=== Entries ===

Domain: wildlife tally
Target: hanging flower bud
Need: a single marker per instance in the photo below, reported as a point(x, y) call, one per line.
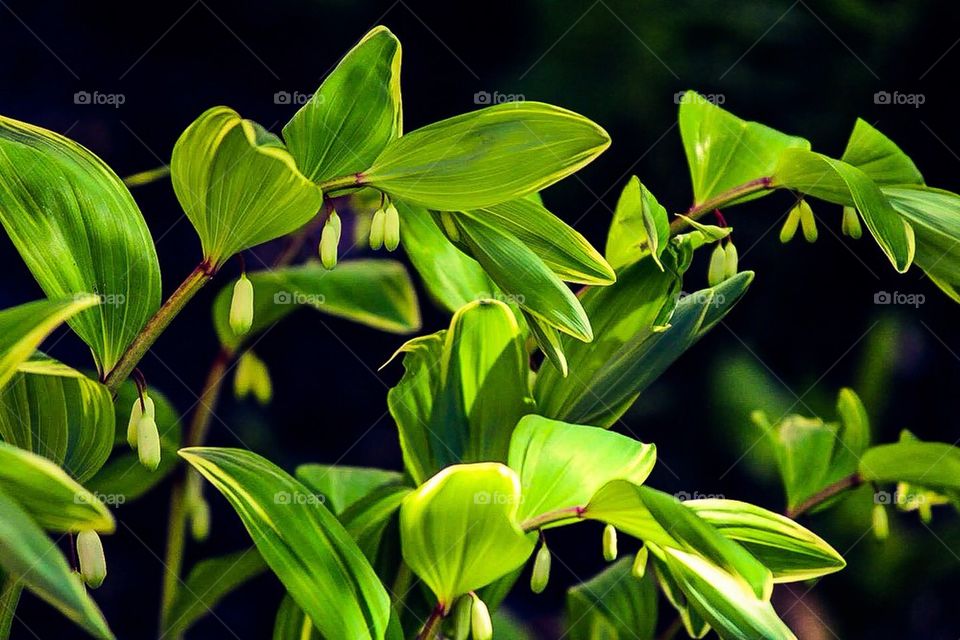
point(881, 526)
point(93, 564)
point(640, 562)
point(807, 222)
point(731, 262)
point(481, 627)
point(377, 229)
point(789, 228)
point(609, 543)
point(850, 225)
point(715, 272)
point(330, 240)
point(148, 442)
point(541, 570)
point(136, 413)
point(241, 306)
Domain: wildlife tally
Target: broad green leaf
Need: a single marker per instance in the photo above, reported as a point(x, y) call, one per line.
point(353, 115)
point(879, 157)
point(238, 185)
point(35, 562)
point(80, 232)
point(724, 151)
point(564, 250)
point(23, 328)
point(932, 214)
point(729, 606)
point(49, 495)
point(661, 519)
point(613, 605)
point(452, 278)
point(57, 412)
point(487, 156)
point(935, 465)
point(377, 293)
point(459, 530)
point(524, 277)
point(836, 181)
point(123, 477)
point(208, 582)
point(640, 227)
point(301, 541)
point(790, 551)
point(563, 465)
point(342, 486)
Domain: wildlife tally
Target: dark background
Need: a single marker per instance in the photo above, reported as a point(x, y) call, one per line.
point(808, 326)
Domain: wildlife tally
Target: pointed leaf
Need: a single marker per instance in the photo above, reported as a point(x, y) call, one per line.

===

Task to carry out: Please edit the records above so that every "wildlife tally" reads "field survey", keeping everything else the same. Omit the pictures from your version.

Reply to the task:
Domain: field survey
Target: hanging flower bud
Need: a single marker per instance in the photo below, reported as a point(x, y) call, one per line.
point(881, 526)
point(93, 564)
point(640, 562)
point(807, 222)
point(731, 262)
point(481, 627)
point(377, 229)
point(789, 228)
point(609, 543)
point(850, 225)
point(715, 272)
point(330, 240)
point(148, 442)
point(541, 570)
point(136, 413)
point(241, 306)
Domain: field survey
Target: broad green leaf
Need: a single marker per instance in the photo above, reported as a point(x, y) call, one per line.
point(353, 115)
point(879, 157)
point(238, 185)
point(35, 562)
point(80, 232)
point(724, 151)
point(564, 250)
point(23, 328)
point(932, 214)
point(729, 606)
point(49, 495)
point(661, 519)
point(613, 605)
point(452, 278)
point(57, 412)
point(487, 156)
point(935, 465)
point(377, 293)
point(459, 530)
point(524, 277)
point(836, 181)
point(123, 477)
point(208, 582)
point(640, 227)
point(301, 541)
point(790, 551)
point(563, 465)
point(342, 486)
Domain: field survey
Target: dark background
Need: a single marker per instance in the photo above, reported as a point(x, y) call, one per line.
point(808, 326)
Domain: field survey
Target: pointed leaf
Need: a single marker per instance in the photo above, reported as a point(x, y) call, one per line.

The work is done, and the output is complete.